— START Provided data —

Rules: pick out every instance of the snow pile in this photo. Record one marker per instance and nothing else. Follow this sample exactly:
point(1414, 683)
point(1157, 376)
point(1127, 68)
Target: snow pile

— END Provided data —

Output each line of the material above as a numbered list, leaving out any blank lines.

> [Solution]
1. Rules: pick out every instance of the snow pile in this photo. Record one marker per instance and nothing else. Follow this sample exactly:
2. point(1414, 683)
3. point(1157, 376)
4. point(1127, 68)
5. Target: snow pile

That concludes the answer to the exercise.